SUPPLIED DATA
____________

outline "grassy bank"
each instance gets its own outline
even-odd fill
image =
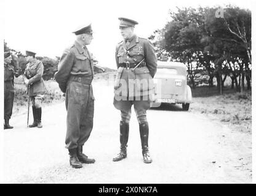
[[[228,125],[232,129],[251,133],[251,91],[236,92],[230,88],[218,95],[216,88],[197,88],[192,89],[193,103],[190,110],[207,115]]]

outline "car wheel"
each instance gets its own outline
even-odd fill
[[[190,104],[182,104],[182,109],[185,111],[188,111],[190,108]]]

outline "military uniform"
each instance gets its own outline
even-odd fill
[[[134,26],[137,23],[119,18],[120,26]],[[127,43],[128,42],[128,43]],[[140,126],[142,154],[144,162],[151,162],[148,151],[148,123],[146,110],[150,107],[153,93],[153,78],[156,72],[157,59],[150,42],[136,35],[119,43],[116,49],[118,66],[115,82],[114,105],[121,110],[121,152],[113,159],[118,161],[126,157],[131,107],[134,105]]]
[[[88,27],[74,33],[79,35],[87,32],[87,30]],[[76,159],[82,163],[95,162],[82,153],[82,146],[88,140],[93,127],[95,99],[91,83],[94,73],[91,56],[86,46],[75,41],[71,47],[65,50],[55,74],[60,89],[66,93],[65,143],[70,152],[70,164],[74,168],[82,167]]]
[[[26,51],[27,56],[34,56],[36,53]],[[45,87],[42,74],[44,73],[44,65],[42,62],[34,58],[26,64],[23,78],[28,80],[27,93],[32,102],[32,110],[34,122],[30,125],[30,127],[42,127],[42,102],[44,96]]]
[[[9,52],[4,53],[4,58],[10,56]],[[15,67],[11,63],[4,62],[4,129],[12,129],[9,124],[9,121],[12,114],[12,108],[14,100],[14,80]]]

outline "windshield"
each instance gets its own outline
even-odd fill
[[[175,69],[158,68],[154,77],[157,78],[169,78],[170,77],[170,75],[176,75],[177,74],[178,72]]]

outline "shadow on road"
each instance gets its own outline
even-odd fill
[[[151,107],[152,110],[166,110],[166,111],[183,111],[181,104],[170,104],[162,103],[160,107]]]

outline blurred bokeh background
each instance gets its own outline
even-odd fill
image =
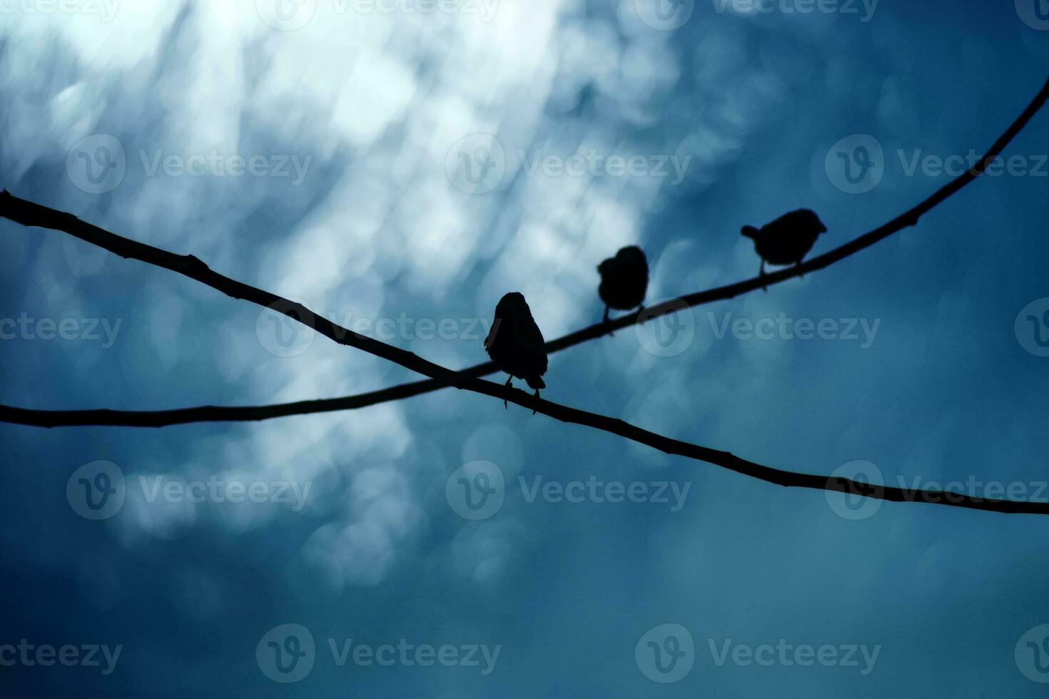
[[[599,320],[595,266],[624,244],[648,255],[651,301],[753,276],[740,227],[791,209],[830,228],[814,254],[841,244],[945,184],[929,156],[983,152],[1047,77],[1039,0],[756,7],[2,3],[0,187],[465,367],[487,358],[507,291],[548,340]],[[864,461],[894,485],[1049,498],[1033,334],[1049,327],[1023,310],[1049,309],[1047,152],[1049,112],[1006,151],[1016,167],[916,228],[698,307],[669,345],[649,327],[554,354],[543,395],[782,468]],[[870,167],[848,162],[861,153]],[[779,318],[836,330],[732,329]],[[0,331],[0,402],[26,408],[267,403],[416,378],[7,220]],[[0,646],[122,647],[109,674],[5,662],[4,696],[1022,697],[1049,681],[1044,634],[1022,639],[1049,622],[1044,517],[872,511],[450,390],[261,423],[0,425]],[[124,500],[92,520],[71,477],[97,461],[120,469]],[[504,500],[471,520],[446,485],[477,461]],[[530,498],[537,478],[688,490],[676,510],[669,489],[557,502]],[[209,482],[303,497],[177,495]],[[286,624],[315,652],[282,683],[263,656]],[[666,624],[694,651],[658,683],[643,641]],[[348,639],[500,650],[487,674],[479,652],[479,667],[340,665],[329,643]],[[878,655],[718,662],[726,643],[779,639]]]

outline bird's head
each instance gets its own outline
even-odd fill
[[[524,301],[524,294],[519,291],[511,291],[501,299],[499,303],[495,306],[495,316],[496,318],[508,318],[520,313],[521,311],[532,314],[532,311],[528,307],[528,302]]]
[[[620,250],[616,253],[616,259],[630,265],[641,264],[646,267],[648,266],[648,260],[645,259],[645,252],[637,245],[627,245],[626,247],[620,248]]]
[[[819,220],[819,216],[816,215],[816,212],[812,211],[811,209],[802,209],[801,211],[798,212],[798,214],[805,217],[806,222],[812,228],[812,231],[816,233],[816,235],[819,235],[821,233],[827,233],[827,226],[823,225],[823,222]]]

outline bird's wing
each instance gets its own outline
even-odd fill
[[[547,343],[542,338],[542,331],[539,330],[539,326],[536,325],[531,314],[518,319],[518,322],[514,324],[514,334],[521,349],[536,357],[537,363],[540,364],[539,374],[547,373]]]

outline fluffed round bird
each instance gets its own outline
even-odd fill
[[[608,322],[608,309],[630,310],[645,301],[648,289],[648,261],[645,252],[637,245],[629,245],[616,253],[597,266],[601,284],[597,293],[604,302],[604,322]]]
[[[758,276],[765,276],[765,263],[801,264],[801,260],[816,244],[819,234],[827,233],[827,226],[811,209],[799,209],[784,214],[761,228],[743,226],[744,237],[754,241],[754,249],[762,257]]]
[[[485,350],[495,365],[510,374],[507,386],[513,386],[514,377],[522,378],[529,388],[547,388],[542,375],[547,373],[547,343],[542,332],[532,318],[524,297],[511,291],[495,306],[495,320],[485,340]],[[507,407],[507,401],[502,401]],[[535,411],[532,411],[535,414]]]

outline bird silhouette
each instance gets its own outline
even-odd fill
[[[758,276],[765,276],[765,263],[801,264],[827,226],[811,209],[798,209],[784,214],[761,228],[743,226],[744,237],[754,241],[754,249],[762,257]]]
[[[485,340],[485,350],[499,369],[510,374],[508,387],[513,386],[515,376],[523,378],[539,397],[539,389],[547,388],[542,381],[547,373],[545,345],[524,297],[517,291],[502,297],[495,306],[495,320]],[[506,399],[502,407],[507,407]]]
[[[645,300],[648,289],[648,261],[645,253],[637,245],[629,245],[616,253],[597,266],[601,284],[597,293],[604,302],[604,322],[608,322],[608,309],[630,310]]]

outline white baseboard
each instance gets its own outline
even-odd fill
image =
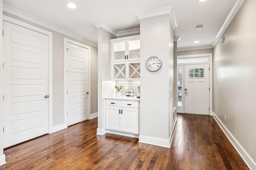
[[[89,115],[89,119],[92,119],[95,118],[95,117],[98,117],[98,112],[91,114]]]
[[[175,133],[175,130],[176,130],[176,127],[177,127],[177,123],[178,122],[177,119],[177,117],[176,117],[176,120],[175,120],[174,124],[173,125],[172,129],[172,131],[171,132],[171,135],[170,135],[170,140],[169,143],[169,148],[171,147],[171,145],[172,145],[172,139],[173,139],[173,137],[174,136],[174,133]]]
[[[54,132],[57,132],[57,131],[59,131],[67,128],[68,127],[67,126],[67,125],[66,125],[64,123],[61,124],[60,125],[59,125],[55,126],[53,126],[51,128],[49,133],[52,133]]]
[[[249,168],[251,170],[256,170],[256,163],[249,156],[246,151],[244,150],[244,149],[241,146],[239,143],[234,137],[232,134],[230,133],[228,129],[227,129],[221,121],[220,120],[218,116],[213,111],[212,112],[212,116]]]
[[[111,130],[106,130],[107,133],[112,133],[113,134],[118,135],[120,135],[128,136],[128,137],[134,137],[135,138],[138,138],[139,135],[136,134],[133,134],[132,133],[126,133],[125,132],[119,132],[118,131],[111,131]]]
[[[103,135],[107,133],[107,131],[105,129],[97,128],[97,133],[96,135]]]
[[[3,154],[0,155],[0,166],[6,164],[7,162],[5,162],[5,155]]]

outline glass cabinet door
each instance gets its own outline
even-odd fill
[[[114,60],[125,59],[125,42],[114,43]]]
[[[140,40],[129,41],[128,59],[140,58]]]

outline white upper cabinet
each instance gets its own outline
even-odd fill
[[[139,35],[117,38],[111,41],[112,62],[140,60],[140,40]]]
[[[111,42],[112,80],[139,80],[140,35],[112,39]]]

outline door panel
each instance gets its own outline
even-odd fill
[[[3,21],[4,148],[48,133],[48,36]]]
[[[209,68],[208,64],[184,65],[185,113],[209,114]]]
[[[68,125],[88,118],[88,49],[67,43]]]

____________

GIVEN INSTRUCTION
Find every line in the records that contains the string "bird" and copy each one.

ANSWER TO THE TASK
outline bird's head
outline bird's wing
outline fluffed round bird
outline bird silhouette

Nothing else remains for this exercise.